▶ **Aim of the task**
Copy the lines of the records below word for word, starting with the line that contains "center present and output the corresponding bounding boxes." and going on through the line that contains "[94,61,152,92]", with both of those lines included.

** start **

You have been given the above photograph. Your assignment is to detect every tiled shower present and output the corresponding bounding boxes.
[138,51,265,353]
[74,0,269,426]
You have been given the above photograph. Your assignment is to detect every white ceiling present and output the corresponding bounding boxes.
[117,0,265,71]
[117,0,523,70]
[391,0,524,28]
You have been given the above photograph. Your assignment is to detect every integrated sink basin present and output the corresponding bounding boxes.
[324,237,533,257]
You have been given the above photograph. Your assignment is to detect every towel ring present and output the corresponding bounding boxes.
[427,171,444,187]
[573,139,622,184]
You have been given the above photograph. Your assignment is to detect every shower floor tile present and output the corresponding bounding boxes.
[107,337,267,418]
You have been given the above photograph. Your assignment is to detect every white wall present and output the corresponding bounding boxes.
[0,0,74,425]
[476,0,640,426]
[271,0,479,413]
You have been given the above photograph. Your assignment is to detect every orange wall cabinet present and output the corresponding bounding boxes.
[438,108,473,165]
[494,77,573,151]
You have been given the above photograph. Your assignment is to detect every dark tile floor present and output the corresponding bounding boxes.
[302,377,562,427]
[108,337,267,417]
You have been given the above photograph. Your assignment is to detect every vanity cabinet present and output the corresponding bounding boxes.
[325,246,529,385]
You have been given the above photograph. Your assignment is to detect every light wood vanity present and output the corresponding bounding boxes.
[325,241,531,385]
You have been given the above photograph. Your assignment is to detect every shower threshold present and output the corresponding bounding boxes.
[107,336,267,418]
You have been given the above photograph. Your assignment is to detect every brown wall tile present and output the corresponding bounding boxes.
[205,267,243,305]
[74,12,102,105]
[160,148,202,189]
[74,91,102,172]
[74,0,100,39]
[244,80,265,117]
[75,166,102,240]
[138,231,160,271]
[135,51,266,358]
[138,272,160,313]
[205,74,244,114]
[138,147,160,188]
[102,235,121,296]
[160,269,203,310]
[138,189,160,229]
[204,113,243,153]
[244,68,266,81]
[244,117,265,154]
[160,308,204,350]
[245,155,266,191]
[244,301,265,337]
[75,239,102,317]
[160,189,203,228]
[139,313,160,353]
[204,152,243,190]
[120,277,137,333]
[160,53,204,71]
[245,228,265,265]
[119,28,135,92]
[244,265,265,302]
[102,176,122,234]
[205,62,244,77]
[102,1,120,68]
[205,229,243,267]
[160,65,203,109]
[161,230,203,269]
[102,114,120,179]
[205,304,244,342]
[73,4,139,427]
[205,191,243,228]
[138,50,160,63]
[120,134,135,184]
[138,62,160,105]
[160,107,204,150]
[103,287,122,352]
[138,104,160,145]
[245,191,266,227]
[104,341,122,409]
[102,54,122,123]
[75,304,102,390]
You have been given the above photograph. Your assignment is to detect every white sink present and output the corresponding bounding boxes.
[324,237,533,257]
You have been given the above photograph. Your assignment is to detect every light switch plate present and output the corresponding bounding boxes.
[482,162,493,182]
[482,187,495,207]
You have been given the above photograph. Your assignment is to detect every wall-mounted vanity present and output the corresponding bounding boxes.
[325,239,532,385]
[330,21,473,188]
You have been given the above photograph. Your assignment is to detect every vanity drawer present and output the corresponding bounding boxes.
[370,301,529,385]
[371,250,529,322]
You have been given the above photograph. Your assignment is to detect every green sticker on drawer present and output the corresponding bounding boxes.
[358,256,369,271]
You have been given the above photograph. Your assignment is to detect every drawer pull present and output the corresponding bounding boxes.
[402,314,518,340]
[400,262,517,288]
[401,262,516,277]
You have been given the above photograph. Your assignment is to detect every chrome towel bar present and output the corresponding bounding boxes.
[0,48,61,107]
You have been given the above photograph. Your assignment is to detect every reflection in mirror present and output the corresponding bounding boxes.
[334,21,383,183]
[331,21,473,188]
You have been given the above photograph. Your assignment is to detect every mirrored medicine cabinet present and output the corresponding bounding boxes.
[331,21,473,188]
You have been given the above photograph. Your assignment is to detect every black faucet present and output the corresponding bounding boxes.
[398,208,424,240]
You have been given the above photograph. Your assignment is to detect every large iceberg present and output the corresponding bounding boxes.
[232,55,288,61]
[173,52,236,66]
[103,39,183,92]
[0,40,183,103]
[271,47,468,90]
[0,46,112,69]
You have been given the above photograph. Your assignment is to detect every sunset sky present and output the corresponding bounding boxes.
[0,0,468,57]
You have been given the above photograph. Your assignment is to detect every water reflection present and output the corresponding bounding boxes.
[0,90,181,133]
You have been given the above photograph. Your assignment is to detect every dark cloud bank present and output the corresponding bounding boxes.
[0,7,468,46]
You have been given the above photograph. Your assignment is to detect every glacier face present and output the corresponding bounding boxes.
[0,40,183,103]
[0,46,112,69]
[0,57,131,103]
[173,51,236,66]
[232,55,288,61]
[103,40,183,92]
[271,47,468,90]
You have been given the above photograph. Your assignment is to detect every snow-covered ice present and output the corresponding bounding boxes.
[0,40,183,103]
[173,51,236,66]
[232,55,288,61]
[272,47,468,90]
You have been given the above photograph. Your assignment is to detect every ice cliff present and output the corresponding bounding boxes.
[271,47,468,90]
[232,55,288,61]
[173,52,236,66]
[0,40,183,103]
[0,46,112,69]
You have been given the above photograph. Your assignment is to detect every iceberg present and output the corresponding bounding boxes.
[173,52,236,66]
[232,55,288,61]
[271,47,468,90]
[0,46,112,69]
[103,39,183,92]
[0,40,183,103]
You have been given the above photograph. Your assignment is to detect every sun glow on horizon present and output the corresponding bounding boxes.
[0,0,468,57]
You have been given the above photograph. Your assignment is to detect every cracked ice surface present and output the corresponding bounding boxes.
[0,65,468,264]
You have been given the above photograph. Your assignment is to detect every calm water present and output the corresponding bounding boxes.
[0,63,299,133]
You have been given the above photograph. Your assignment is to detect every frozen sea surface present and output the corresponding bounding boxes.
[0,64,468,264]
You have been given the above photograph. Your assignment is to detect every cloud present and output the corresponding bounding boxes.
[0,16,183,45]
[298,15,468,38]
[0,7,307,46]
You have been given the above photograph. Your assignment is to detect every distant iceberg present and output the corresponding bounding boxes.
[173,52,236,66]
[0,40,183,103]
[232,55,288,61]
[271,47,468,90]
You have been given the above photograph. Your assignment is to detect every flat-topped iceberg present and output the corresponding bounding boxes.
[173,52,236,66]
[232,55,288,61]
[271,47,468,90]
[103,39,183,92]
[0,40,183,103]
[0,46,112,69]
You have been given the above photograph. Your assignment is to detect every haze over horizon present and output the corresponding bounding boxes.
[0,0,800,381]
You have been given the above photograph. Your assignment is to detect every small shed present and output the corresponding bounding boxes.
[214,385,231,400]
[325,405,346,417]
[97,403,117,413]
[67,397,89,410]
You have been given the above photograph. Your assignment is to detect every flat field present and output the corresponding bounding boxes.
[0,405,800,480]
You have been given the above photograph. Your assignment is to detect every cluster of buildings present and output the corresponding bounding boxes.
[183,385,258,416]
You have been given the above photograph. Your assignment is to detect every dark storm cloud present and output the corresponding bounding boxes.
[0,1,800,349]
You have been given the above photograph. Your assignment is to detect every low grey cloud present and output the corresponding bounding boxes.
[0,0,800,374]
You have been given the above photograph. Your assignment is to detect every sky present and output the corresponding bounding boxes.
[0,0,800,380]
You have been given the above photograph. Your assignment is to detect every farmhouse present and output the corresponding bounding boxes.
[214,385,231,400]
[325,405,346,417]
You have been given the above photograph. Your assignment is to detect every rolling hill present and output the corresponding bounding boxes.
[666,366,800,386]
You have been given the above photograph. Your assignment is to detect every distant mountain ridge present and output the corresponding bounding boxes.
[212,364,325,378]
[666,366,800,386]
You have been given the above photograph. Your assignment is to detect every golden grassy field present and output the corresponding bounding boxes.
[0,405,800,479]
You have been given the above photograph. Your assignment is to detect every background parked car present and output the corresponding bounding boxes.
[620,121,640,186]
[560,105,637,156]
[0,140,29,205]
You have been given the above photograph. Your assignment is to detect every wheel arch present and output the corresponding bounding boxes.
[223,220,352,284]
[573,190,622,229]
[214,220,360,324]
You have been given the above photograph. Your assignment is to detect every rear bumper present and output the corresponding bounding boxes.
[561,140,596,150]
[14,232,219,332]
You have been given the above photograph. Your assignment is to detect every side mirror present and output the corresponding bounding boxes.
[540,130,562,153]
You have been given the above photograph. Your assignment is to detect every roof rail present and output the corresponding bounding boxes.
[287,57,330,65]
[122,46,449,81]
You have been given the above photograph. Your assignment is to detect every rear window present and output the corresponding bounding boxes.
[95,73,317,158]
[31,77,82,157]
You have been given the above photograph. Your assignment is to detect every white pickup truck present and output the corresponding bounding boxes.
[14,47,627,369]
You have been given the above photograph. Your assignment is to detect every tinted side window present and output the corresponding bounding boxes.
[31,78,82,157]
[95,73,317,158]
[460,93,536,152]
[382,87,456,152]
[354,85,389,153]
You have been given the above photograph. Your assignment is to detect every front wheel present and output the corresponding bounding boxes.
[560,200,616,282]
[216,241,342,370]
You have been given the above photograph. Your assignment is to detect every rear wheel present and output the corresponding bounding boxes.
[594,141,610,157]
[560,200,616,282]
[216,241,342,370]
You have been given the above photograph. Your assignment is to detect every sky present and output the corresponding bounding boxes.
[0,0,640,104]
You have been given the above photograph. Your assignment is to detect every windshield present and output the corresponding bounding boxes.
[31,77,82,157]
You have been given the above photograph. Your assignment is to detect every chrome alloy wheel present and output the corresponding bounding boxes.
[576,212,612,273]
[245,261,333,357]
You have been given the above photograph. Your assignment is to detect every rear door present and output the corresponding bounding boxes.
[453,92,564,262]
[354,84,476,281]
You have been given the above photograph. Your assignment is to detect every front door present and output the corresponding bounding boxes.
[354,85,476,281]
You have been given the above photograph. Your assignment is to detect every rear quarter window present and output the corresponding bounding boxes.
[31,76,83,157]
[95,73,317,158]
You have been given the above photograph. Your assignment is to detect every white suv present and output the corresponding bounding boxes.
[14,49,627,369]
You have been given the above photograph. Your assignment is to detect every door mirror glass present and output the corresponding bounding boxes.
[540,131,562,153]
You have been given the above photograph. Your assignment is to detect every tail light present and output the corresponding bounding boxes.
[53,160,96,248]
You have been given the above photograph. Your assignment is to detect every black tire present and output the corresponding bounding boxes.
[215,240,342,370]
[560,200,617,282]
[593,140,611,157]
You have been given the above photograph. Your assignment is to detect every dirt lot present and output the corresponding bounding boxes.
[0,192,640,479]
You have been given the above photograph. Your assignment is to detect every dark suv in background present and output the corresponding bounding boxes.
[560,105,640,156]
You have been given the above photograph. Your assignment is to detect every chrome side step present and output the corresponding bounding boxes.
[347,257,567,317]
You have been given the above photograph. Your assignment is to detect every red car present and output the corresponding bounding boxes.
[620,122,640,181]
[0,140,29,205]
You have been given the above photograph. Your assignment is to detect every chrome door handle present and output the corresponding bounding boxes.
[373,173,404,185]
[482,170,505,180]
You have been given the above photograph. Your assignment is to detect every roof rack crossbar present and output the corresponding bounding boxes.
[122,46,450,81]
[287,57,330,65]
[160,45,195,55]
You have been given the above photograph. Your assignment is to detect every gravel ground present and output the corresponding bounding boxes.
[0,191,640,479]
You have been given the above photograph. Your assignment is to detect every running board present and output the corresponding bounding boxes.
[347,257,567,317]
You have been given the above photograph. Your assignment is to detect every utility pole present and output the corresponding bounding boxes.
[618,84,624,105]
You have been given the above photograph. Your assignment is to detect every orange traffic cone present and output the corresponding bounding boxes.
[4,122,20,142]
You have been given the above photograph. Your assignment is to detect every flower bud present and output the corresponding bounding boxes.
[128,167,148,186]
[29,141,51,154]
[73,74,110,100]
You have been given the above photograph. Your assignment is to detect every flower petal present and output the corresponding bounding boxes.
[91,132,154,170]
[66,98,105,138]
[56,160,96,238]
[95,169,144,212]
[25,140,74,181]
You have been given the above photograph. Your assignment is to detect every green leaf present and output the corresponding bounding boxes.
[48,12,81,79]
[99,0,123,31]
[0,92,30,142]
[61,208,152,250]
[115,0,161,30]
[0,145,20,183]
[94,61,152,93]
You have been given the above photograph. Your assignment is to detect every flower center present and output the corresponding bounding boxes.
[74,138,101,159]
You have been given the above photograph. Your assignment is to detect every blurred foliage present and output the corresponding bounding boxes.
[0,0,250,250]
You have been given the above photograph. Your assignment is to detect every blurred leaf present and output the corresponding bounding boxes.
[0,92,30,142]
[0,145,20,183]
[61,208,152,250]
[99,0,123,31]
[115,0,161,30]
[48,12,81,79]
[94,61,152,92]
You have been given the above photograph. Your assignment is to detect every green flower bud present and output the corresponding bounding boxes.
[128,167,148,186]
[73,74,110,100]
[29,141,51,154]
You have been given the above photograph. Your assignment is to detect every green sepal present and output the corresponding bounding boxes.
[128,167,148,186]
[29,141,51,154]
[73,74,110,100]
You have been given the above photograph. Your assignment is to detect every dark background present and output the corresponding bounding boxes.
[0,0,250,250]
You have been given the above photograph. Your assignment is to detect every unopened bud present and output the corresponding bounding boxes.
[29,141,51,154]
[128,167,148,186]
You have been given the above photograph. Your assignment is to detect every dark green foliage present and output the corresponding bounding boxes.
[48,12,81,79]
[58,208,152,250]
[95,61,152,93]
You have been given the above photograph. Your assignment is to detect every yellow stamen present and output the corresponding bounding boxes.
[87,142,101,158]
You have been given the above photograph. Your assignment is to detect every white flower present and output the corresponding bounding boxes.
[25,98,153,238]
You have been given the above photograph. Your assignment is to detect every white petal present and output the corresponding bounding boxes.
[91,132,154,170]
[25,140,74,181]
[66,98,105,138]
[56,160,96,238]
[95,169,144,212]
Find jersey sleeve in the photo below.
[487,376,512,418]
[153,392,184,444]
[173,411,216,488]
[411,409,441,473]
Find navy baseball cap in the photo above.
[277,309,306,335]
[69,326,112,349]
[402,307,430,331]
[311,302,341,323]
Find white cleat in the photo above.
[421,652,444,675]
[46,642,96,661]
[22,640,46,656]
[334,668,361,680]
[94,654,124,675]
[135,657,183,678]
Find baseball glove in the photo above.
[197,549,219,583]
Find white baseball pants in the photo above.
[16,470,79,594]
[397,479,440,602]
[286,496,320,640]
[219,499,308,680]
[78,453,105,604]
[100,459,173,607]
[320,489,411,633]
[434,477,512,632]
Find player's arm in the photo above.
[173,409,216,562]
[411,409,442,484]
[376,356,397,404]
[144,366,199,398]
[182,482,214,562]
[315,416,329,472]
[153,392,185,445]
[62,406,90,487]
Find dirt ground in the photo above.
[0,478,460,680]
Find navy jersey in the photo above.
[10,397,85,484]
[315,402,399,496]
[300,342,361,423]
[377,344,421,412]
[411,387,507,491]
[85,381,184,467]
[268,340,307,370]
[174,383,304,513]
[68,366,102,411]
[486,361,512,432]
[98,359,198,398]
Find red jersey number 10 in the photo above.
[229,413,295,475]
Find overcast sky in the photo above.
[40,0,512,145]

** end **

▶ **Answer to the task**
You have been given the above photograph. Your assignment is to detect every flower center present and output the corresponding bounding boxes.
[74,138,101,159]
You have been given the above photograph. Your assignment is to detect every blurred foliage present and output the corresponding bounding boxes.
[0,0,250,250]
You have been given the above photograph. Your assignment is to detect every blurred leaf present and output the corresponding bounding boxes.
[0,92,30,142]
[0,145,20,183]
[61,208,152,250]
[99,0,123,31]
[115,0,161,30]
[48,12,81,79]
[94,61,152,92]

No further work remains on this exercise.